*Page extract:*
____

Traditionally, electronic voting has relied on a centralized method of administration. The database and the system are both under the jurisdiction of the system's central administration, which oversees the voting process. As a result, issues like database manipulation and duplicate voting may arise, whether accidentally or purposefully. Permissionless blockchain technology has helped overcome many of these issues; however, since the basic consensus technique of such blockchains demands particular computer resources for each voting operation, they are not ideal for new voting systems. Power consumption, efficiency, and system latency all suffer as a result. These issues may be alleviated in part if electronic voting technologies are used. By using corporate blockchain technology, this research presents an electronic voting system that is very reliable and secures the secret vote. It also discusses some of the frequent security and dependability challenges of electronic voting system solutions, such as a flexible network setup.
Top1. Introduction
Security is of the utmost importance in every election since it guarantees that every voter’s right is respected. Computer applications may be used to ensure security while also lowering the expense of holding a nationwide poll. Pen and paper have always been the voting method used to choose any candidate (Roh & Lee, 2020). In the modern day, electronic voting machines (EVMs) are used instead of paper ballots, and the voter casts their vote by pushing a button that corresponds to the leader they prefer. After hitting the button, the vote is added to the leader’s account (Amir Latif, Hussain, Jhanjhi, Nayyar, & Rizwan, 2020).
The security community has seen electronic voting machines as vulnerable to manipulation because of worries about manual security. Anybody with physical access to the EVM can disrupt it, causing the election results to be impacted. It is where the Blockchain Mechanism enters the picture (Mukherjee, Boshra, Ashraf, & Biswas, 2020). A Blockchain is a public ledger that is distributed, irrefutable, and unchangeable. Decentralized databases, like the Blockchain, may be used to create trestles and distributed systems. There is no such thing as a “central coordinator” in this system. Instead, the data block is stored locally on each block on the Blockchain. Research in medicine, property resale, and carbon dating used this technology originally developed for money transfer applications (Latif et al., 2021).

____

*Dataset:*
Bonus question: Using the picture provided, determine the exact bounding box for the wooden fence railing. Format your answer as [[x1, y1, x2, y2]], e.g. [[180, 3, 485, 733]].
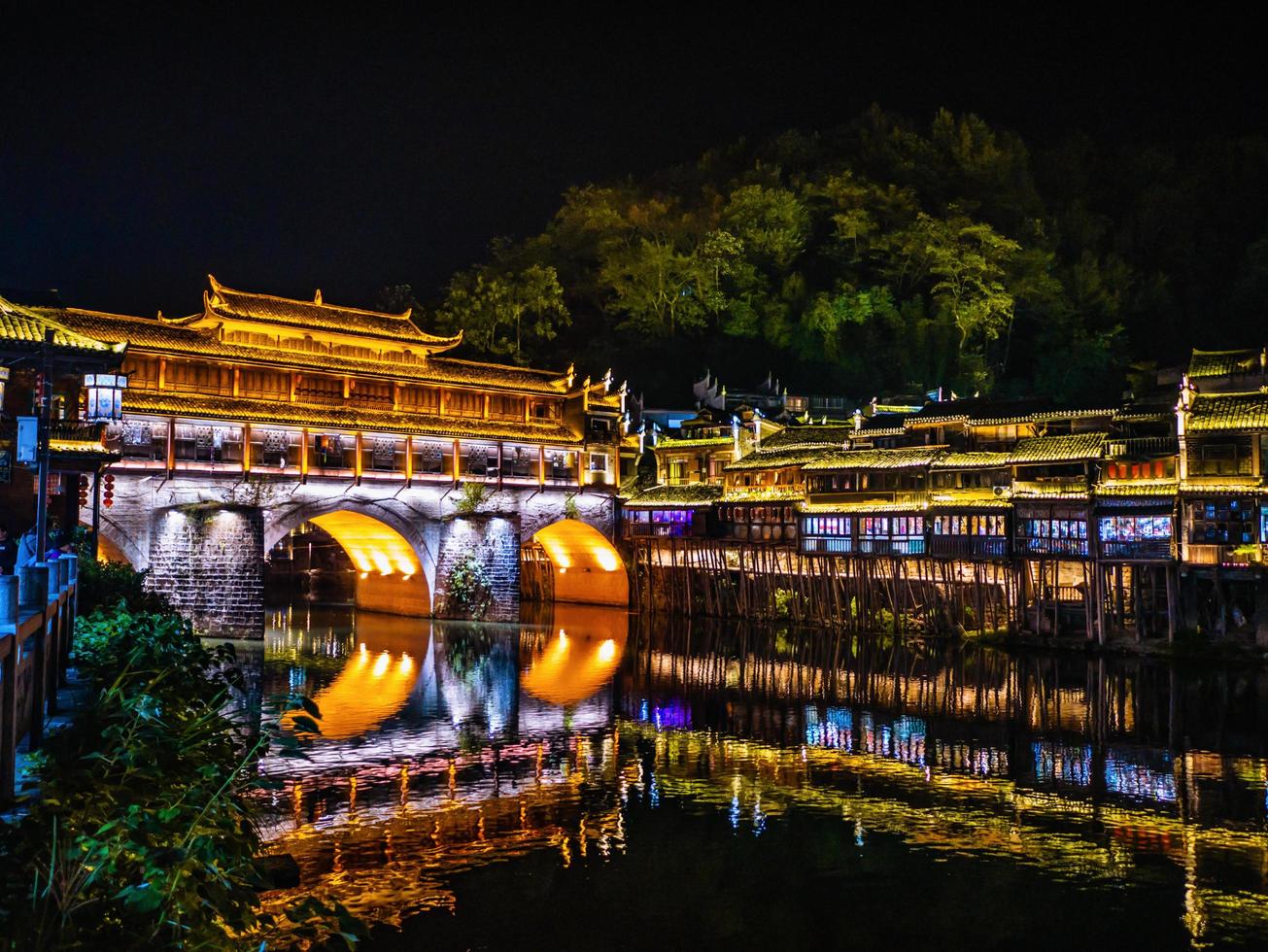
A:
[[0, 556, 79, 802]]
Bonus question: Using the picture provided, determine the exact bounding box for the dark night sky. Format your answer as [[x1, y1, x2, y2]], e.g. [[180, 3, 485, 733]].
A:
[[0, 4, 1268, 321]]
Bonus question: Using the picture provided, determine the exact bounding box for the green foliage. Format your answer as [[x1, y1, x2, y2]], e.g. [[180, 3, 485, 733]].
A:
[[0, 606, 359, 951], [436, 260, 569, 364], [445, 553, 494, 620], [454, 483, 488, 516], [72, 527, 171, 615], [396, 108, 1268, 402]]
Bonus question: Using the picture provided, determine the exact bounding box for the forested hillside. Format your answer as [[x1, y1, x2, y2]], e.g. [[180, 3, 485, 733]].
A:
[[381, 108, 1268, 402]]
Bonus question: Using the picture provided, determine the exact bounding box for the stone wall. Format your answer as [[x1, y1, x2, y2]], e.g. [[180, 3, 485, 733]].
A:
[[146, 507, 263, 637], [432, 515, 520, 621], [82, 470, 614, 637]]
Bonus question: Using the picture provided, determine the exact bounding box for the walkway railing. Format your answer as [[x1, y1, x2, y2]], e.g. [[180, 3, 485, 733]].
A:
[[0, 556, 79, 802]]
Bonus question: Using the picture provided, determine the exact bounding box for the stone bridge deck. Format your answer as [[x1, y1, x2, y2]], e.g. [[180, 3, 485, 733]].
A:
[[93, 468, 624, 637]]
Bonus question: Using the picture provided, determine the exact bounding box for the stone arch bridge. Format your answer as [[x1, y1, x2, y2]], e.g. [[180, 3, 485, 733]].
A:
[[85, 470, 625, 637]]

____

*Prompt A:*
In the text on blockchain electronic voting, what issues can arise when a central administration controls both the database and the system?
*Prompt B:*
Which parenthetical citations appear in the text on blockchain electronic voting? List every one.
*Prompt C:*
Resume the text on blockchain electronic voting, starting after its last sentence.

*Output A:*
Database manipulation and duplicate voting, whether accidental or purposeful.

*Output B:*
- (Roh & Lee, 2020)
- (Amir Latif, Hussain, Jhanjhi, Nayyar, & Rizwan, 2020)
- (Mukherjee, Boshra, Ashraf, & Biswas, 2020)
- (Latif et al., 2021)

*Output C:*
Ethereum is one of several Blockchains that have been built throughout time. It comes with a Turing-complete programming language, and users on the Ethereum network may use it to construct their functions using smart contracts (Latif et al., 2019). Using a distributed system implies that computing is reliant on the Blockchain. To have a trustless system, all voters must trust each other and not any administration. This protocol establishes the system’s accuracy and ensures voters’ privacy by encrypting all votes. The final election outcome cannot be tampered with threshold encryption, even if an election administrator is malevolent (Priyadarshini et al., 2022). It is accomplished via the use of an asymmetric cryptographic approach. To ensure the integrity of the voting process, all parties participating in the election are given a public key, and the whole secret key is kept safe until the key reconstruction stage (Sharma et al., 2022). The secret key is reconstituted when n or more parties contribute their secrets.
Smart Contracts run the whole voting process on the Ethereum Blockchain. The outcome of a smart contract on the Blockchain may be relied upon as if it were the result of a trustworthy computer (Kok, Abdullah, & Jhanjhi, 2020). As soon as a Smart contract is performed, all parties are bound by the terms of the agreement. A smart contract written in the Ethereum programming language can implement voting functionality (Al-Madani, Gaikwad, Mahale, & Ahmed, 2020). This feature will require the generation of candidate data and procedures for adding votes to the appropriate candidates, among other things. To confirm the authenticity of the final result, the smart contract code will be run on every node of the Ethereum network. Consequently, the finished product is widely accepted by the public (Indapwar, Chandak, & Jain, 2020).